▶ _WHAT YOU HAVE TO DO_
Starting at the line below holding "Target: sky" and stopping at the line holding "Target: water reflection", print every line exactly, both ends included, and leave the rest out.

▶ _INFORMATION SHOWN_
========================================
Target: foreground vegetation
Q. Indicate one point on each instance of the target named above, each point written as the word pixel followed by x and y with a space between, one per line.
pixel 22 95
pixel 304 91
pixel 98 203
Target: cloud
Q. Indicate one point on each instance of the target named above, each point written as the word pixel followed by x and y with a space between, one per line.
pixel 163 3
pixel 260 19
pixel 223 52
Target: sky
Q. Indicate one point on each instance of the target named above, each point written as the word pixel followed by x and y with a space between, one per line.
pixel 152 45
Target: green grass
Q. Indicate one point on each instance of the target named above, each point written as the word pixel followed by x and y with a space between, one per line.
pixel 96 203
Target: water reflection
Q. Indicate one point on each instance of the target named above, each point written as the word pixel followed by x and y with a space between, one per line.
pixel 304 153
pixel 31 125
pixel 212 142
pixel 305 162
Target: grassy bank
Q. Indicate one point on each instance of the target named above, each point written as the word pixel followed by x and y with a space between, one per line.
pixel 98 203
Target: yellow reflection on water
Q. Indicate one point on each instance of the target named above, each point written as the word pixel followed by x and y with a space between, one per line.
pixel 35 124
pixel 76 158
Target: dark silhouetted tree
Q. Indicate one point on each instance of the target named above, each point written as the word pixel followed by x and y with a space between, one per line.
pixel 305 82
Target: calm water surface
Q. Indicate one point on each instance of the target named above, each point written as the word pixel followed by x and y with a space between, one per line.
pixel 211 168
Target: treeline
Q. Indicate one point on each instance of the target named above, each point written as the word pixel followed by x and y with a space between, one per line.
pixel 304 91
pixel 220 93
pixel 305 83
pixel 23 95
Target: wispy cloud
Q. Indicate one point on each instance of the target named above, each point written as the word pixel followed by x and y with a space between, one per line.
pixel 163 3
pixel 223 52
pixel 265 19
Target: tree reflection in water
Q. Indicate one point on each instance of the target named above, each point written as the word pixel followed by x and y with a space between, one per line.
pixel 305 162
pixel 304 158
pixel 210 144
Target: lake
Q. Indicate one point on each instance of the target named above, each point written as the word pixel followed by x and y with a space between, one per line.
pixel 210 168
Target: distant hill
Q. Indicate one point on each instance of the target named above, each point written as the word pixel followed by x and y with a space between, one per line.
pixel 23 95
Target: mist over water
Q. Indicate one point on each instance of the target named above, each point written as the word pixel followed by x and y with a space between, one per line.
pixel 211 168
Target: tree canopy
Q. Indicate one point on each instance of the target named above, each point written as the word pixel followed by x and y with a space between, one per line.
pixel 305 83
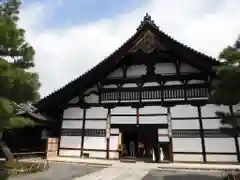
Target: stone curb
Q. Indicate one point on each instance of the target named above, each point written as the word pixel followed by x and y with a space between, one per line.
pixel 81 163
pixel 197 169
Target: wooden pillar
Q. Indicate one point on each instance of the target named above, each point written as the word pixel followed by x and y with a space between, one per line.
pixel 138 132
pixel 83 131
pixel 52 147
pixel 170 134
pixel 108 133
pixel 201 131
pixel 60 130
pixel 235 137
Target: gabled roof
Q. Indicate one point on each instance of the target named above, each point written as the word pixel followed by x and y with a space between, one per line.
pixel 92 76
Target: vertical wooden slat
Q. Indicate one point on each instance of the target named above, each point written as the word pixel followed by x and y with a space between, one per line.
pixel 83 131
pixel 202 134
pixel 235 137
pixel 108 133
pixel 170 138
========================================
▶ _SOLUTION_
Target: sky
Q. Indicate one point on each instance of the target named above, each point written as the word pixel followed by x and y with a space between, one per line.
pixel 152 45
Target: green grass
Q. Indicate one point on each instance of the target named above, each point written as the word pixel followed by x and y with a space between, one per line.
pixel 96 203
Target: water reflection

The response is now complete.